__SET PROBLEM__
Reproduce every one of the records below word for word, leaving the pictures out of your answer.

+---+

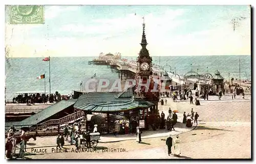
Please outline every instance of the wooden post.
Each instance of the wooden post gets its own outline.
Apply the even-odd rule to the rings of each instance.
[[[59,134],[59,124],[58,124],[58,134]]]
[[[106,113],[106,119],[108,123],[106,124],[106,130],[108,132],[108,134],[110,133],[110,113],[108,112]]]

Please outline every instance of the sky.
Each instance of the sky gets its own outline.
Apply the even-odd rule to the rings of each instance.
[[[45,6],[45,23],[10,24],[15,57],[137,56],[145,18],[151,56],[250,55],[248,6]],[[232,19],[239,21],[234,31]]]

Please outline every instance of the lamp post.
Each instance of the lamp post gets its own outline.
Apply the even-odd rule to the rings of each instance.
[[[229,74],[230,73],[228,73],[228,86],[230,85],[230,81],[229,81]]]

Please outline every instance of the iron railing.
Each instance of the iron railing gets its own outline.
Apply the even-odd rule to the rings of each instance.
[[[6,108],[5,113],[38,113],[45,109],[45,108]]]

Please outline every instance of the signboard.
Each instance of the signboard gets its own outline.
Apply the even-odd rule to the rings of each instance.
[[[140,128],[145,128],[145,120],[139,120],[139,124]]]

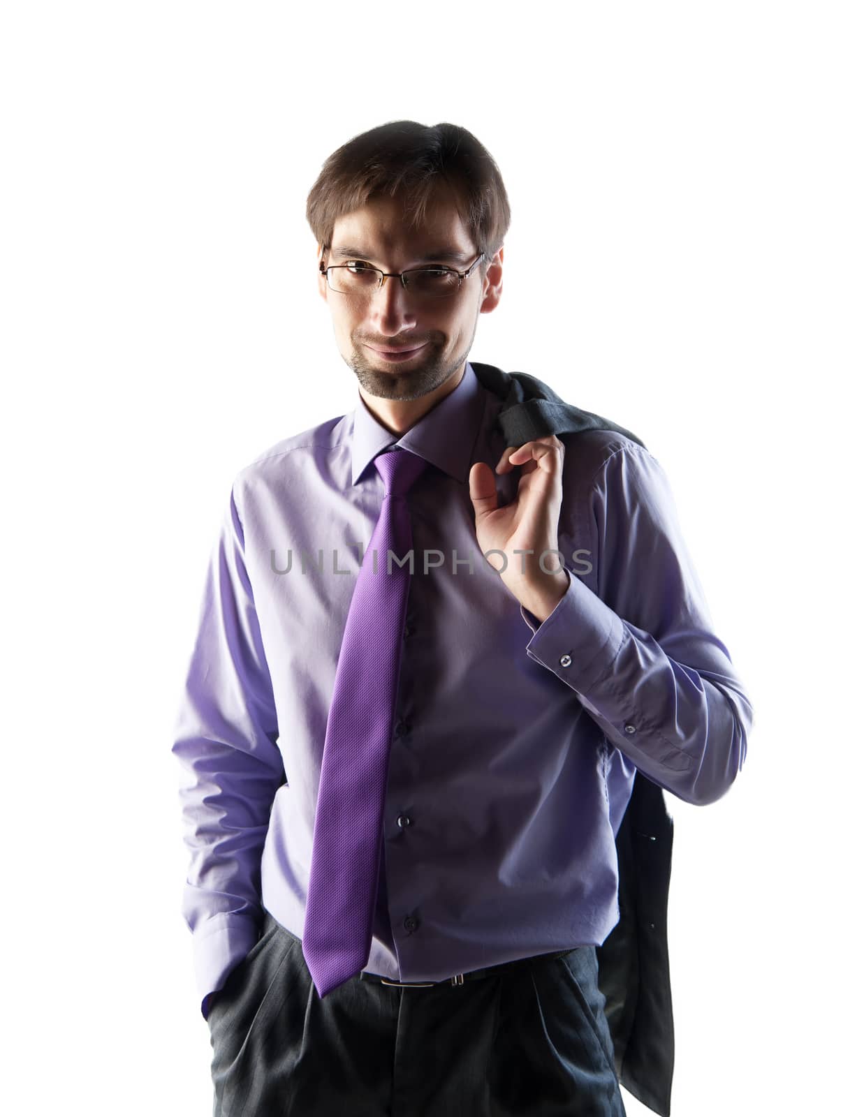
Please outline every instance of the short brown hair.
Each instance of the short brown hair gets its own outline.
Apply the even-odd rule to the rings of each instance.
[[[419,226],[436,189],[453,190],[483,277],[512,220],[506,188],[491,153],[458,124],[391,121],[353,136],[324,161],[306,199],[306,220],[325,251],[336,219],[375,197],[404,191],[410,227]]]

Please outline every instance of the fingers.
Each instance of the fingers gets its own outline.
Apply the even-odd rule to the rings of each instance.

+---+

__FINISHED EXERCISE__
Please outline every instance of the wooden post.
Each instance of the wooden post gets its own outline.
Apply the even-odd rule to the rings of each instance.
[[[59,134],[59,124],[58,124],[58,134]]]
[[[106,113],[106,119],[108,123],[106,124],[106,130],[108,132],[108,134],[110,133],[110,113],[108,112]]]

Please outline every instance of the sky.
Each instance of the sky gets its own outline.
Apply the even-odd rule to the rings of each instance.
[[[45,6],[45,23],[10,24],[15,57],[137,56],[145,18],[151,56],[250,55],[248,6]],[[232,19],[239,21],[234,31]]]

Please outline every instance of the lamp post.
Each instance of the lamp post gets its own outline.
Apply the even-odd rule to the rings of each instance.
[[[229,74],[230,73],[228,73],[228,86],[230,85],[230,81],[229,81]]]

Please outline every instance of the iron railing.
Each instance of the iron railing gets its own outline.
Apply the even-odd rule to the rings of each instance.
[[[6,108],[5,113],[38,113],[45,109],[45,108]]]

Please outline every instance of the signboard.
Each instance of the signboard gets its own outline.
Apply the even-odd rule to the rings of each instance.
[[[140,128],[145,128],[145,120],[139,120],[139,124]]]

Please outline every instance of the short brown hair.
Each instance of the short brown hair gets its own outline.
Apply the even-odd rule to the rings of each instance.
[[[419,226],[436,189],[453,190],[483,277],[512,220],[506,188],[491,153],[458,124],[391,121],[353,136],[324,161],[306,199],[306,220],[325,251],[336,219],[375,197],[404,191],[410,227]]]

Please outline every instance of the fingers.
Each instance of the fingers gets its own outline.
Apply the even-odd rule to the rings of each instance.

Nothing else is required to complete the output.